Switch "flagged" to "spotted" throughout the records below, keeping every other word and all coordinates unchanged. Leave the pictures out of your answer.

[Image annotation records]
____

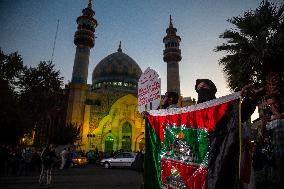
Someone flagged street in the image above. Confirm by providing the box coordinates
[0,165,142,189]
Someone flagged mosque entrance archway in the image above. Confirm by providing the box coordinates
[105,136,113,152]
[121,122,132,151]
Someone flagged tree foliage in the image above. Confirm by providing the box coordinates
[215,1,284,91]
[0,50,31,144]
[0,50,69,144]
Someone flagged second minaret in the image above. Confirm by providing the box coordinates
[163,16,181,95]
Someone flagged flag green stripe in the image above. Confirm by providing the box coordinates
[144,120,162,189]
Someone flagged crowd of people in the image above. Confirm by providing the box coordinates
[0,79,284,189]
[154,79,284,189]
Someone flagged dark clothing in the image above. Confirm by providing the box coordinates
[41,148,56,169]
[134,152,144,172]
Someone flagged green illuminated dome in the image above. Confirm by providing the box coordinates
[92,44,142,89]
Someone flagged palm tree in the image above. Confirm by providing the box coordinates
[215,1,284,96]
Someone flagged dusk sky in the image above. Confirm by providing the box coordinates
[0,0,276,105]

____

SOLUTION TO THIS PROBLEM
Someone spotted street in the image above. Confirm by providing the box coordinates
[0,165,142,189]
Someone spotted mosque entrance archway in the image above. Confirm by providing the box coordinates
[105,136,113,152]
[121,122,132,151]
Someone spotted tree foliage in the image above. Confirm by providing the box coordinates
[215,1,284,91]
[0,50,31,144]
[0,50,69,144]
Someone spotted second minaret in the image above. Confirm by providing the box coordinates
[163,16,181,95]
Someone spotted flag green stripe in the image above. Confirm by providing the box coordinates
[144,120,162,189]
Someone spotted crowd of people in the image above. Confirm by providing the box coordinates
[0,79,284,189]
[154,79,284,189]
Someone spotted dark clothing in the image above. Confirm by providing the box coordinates
[41,148,56,169]
[134,152,144,172]
Someone spotted green illuminated dome in the image above. Confirm by providing the box coordinates
[92,44,142,89]
Someone spotted palm tree in the image above. Confirm by providing the box coordinates
[215,1,284,96]
Someone spotted dusk sky in the image above. Confirm by providing the box coordinates
[0,0,276,105]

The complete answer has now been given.